If a record holds a picture, leave the picture out; return everything else exactly.

> Study material:
----------------

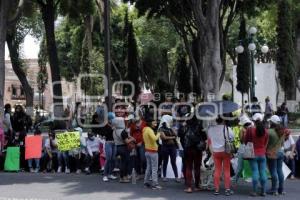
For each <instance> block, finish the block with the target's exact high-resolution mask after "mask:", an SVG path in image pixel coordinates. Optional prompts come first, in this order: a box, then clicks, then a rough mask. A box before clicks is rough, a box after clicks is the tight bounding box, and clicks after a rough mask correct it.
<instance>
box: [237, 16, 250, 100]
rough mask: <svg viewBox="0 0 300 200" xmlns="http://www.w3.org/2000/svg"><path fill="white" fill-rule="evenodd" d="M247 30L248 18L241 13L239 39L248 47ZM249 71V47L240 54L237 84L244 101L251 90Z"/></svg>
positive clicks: (242, 44) (239, 54) (238, 68)
mask: <svg viewBox="0 0 300 200" xmlns="http://www.w3.org/2000/svg"><path fill="white" fill-rule="evenodd" d="M245 38H247V30H246V20H245V17H244V14H241V18H240V32H239V40H240V41H241V45H243V46H244V47H247V41H245ZM249 71H250V56H249V52H248V51H247V49H245V50H244V52H243V53H241V54H239V55H238V63H237V68H236V72H237V85H236V89H237V90H238V91H239V92H240V93H241V94H242V103H244V94H245V93H248V91H249V86H250V84H249V82H250V79H249V74H250V73H249Z"/></svg>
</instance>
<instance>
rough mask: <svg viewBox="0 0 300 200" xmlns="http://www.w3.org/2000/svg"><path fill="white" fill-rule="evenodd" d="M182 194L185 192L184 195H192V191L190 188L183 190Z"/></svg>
mask: <svg viewBox="0 0 300 200" xmlns="http://www.w3.org/2000/svg"><path fill="white" fill-rule="evenodd" d="M184 192H186V193H192V192H193V190H192V188H187V189H185V190H184Z"/></svg>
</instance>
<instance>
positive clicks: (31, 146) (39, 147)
mask: <svg viewBox="0 0 300 200" xmlns="http://www.w3.org/2000/svg"><path fill="white" fill-rule="evenodd" d="M41 157H42V136H40V135H37V136H26V138H25V160H29V159H33V158H41Z"/></svg>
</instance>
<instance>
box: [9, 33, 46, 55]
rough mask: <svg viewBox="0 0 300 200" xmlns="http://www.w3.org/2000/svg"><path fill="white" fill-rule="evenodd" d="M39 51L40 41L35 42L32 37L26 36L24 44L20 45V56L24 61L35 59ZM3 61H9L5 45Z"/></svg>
mask: <svg viewBox="0 0 300 200" xmlns="http://www.w3.org/2000/svg"><path fill="white" fill-rule="evenodd" d="M39 50H40V41H37V40H36V39H35V38H34V37H32V36H30V35H27V36H26V37H25V40H24V43H23V44H22V55H23V58H25V59H36V58H38V53H39ZM5 59H9V51H8V48H7V45H5Z"/></svg>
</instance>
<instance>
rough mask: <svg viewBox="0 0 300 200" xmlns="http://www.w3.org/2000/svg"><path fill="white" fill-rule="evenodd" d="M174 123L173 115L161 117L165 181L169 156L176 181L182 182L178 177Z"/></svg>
mask: <svg viewBox="0 0 300 200" xmlns="http://www.w3.org/2000/svg"><path fill="white" fill-rule="evenodd" d="M172 125H173V117H172V116H171V115H164V116H163V117H162V118H161V121H160V124H159V128H158V132H160V133H161V139H162V147H161V152H162V158H163V181H165V182H166V181H167V177H166V176H167V166H168V162H169V157H170V159H171V165H172V169H173V172H174V175H175V178H176V179H175V180H176V182H180V179H179V178H178V171H177V165H176V156H177V142H176V134H175V132H174V131H173V130H172V128H171V127H172Z"/></svg>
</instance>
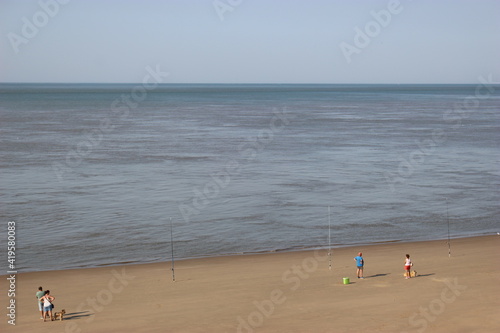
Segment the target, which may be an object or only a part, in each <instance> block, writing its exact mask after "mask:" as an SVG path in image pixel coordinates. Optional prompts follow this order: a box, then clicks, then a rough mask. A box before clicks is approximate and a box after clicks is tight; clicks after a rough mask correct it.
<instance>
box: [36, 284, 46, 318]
mask: <svg viewBox="0 0 500 333" xmlns="http://www.w3.org/2000/svg"><path fill="white" fill-rule="evenodd" d="M43 295H45V292H44V291H43V288H42V287H38V291H37V292H36V294H35V297H36V300H37V302H38V310H39V311H40V319H43V302H42V301H40V298H42V297H43Z"/></svg>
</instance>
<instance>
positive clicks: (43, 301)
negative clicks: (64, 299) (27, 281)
mask: <svg viewBox="0 0 500 333" xmlns="http://www.w3.org/2000/svg"><path fill="white" fill-rule="evenodd" d="M55 299H56V298H55V297H54V296H52V295H50V290H46V291H45V295H43V296H42V297H41V298H40V300H41V301H42V302H43V322H45V319H47V314H48V315H49V317H50V320H54V317H53V316H52V302H53V301H54V300H55Z"/></svg>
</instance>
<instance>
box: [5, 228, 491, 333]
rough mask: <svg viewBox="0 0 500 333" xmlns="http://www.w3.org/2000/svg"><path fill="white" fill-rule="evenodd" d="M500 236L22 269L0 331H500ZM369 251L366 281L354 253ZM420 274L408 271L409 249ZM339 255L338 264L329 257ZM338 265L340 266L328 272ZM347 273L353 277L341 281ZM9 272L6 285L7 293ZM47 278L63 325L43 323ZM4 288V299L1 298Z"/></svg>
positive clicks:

----------------

> Solution to this problem:
For each <instance> block, finish the block with the target's exact high-resolution mask after "mask:", an SVG path in image pixel coordinates. Optional prompts come first, in this order: a box, then clicks, then a rough mask. A box before clicks is rough, a box after clicks is the tight bounding box, and clicks after a rough mask correct it.
<instance>
box: [237, 16, 250, 100]
rough mask: <svg viewBox="0 0 300 200" xmlns="http://www.w3.org/2000/svg"><path fill="white" fill-rule="evenodd" d="M247 30L248 18L241 13L239 39L248 47ZM249 71V47L240 54L237 84L244 101L251 90Z"/></svg>
positive clicks: (242, 44) (239, 54) (238, 68)
mask: <svg viewBox="0 0 300 200" xmlns="http://www.w3.org/2000/svg"><path fill="white" fill-rule="evenodd" d="M245 38H247V30H246V20H245V17H244V14H241V18H240V32H239V40H240V41H241V45H243V46H244V47H247V41H245ZM249 71H250V56H249V52H248V51H247V49H245V50H244V52H243V53H241V54H239V55H238V63H237V68H236V72H237V85H236V89H237V90H238V91H239V92H240V93H241V94H242V103H244V94H245V93H248V91H249V86H250V84H249V82H250V79H249V74H250V73H249Z"/></svg>
</instance>
<instance>
rough mask: <svg viewBox="0 0 300 200" xmlns="http://www.w3.org/2000/svg"><path fill="white" fill-rule="evenodd" d="M182 194L185 192L184 195H192V191L190 188L183 190Z"/></svg>
mask: <svg viewBox="0 0 300 200" xmlns="http://www.w3.org/2000/svg"><path fill="white" fill-rule="evenodd" d="M184 192H186V193H192V192H193V190H192V188H187V189H185V190H184Z"/></svg>
</instance>
<instance>
positive clicks: (31, 146) (39, 147)
mask: <svg viewBox="0 0 300 200" xmlns="http://www.w3.org/2000/svg"><path fill="white" fill-rule="evenodd" d="M41 157H42V136H40V135H37V136H26V138H25V160H29V159H33V158H41Z"/></svg>
</instance>
<instance>
box: [9, 33, 46, 55]
rough mask: <svg viewBox="0 0 300 200" xmlns="http://www.w3.org/2000/svg"><path fill="white" fill-rule="evenodd" d="M39 51L40 41L35 42L32 37L26 36L24 44L20 45V56L24 61L35 59ZM3 61H9L5 45Z"/></svg>
mask: <svg viewBox="0 0 300 200" xmlns="http://www.w3.org/2000/svg"><path fill="white" fill-rule="evenodd" d="M39 50H40V41H37V40H36V39H35V38H34V37H32V36H30V35H27V36H26V37H25V40H24V43H23V44H22V55H23V58H25V59H36V58H38V53H39ZM5 59H9V51H8V48H7V45H5Z"/></svg>
</instance>
<instance>
rough mask: <svg viewBox="0 0 300 200" xmlns="http://www.w3.org/2000/svg"><path fill="white" fill-rule="evenodd" d="M174 123L173 115L161 117L165 181L169 156L176 181L182 182L178 177Z"/></svg>
mask: <svg viewBox="0 0 300 200" xmlns="http://www.w3.org/2000/svg"><path fill="white" fill-rule="evenodd" d="M172 125H173V117H172V116H171V115H164V116H163V117H162V118H161V121H160V124H159V128H158V132H160V133H161V139H162V147H161V152H162V158H163V181H165V182H166V181H167V177H166V176H167V166H168V162H169V157H170V159H171V165H172V169H173V172H174V175H175V178H176V179H175V180H176V182H180V179H179V178H178V171H177V165H176V156H177V142H176V134H175V132H174V131H173V130H172V128H171V127H172Z"/></svg>
</instance>
Segment the target, which may be an object or only a part, in each <instance> block, writing its exact mask after "mask:" as an SVG path in image pixel coordinates. Optional prompts follow this order: a box, then clicks, then a rough mask. A box before clicks is approximate and a box after clicks is tight; clicks after a rough mask correct it.
<instance>
box: [36, 284, 46, 318]
mask: <svg viewBox="0 0 500 333" xmlns="http://www.w3.org/2000/svg"><path fill="white" fill-rule="evenodd" d="M43 295H45V292H44V291H43V288H42V287H38V291H37V292H36V294H35V297H36V300H37V302H38V310H39V311H40V319H43V302H42V301H40V298H42V297H43Z"/></svg>
</instance>
<instance>
positive clicks: (43, 301)
negative clicks: (64, 299) (27, 281)
mask: <svg viewBox="0 0 500 333" xmlns="http://www.w3.org/2000/svg"><path fill="white" fill-rule="evenodd" d="M55 299H56V298H55V297H54V296H52V295H50V290H46V291H45V295H43V296H42V297H41V298H40V300H41V301H42V302H43V322H45V319H47V314H48V315H49V317H50V320H54V317H53V316H52V302H53V301H54V300H55Z"/></svg>
</instance>
<instance>
box: [5, 228, 491, 333]
rough mask: <svg viewBox="0 0 500 333" xmlns="http://www.w3.org/2000/svg"><path fill="white" fill-rule="evenodd" d="M500 236L22 269L0 331H500ZM369 251L366 281L354 253ZM420 274L408 271L409 249ZM339 255L338 264L329 257ZM338 265L340 266L328 272ZM347 273L353 277L341 281ZM9 272L6 285L7 293ZM47 278L63 325L43 323ZM4 288V299L1 298Z"/></svg>
positive clicks:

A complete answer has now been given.